■ **What to produce**
Beneath this instruction is a listing; print exactly the lines in it starting at the line that contains "Target: large green tree" and going through the line that contains "Exercise. Point out the red".

● ● ● ●

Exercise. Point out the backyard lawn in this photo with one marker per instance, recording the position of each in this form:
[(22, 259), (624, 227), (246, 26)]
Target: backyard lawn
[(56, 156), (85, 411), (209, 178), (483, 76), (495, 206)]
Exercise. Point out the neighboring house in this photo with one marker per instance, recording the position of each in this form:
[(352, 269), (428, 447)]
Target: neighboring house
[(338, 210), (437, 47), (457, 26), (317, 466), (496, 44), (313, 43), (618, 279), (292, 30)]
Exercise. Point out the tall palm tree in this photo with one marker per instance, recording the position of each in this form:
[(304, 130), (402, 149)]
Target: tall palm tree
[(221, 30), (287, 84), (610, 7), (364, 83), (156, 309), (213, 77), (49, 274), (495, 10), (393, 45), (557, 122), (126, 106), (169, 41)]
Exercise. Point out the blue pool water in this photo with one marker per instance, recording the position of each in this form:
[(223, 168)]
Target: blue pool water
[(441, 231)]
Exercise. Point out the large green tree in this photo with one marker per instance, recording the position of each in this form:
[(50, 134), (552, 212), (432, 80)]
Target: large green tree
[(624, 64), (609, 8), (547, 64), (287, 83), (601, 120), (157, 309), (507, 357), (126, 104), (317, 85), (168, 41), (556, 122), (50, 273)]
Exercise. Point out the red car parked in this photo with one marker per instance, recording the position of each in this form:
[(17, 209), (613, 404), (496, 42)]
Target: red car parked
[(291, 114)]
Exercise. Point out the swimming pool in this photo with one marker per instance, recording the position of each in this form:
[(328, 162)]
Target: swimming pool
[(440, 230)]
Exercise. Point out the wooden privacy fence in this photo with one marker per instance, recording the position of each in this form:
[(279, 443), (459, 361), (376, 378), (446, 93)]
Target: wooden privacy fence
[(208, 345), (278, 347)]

● ● ● ●

■ **Task answer**
Target: large green tree
[(624, 64), (609, 8), (547, 64), (287, 83), (601, 120), (157, 309), (507, 357), (126, 104), (317, 85), (168, 41), (556, 122), (50, 273)]
Exercise. Point out the red car parked in this photo with one marker per instance, recording the position of each in this form:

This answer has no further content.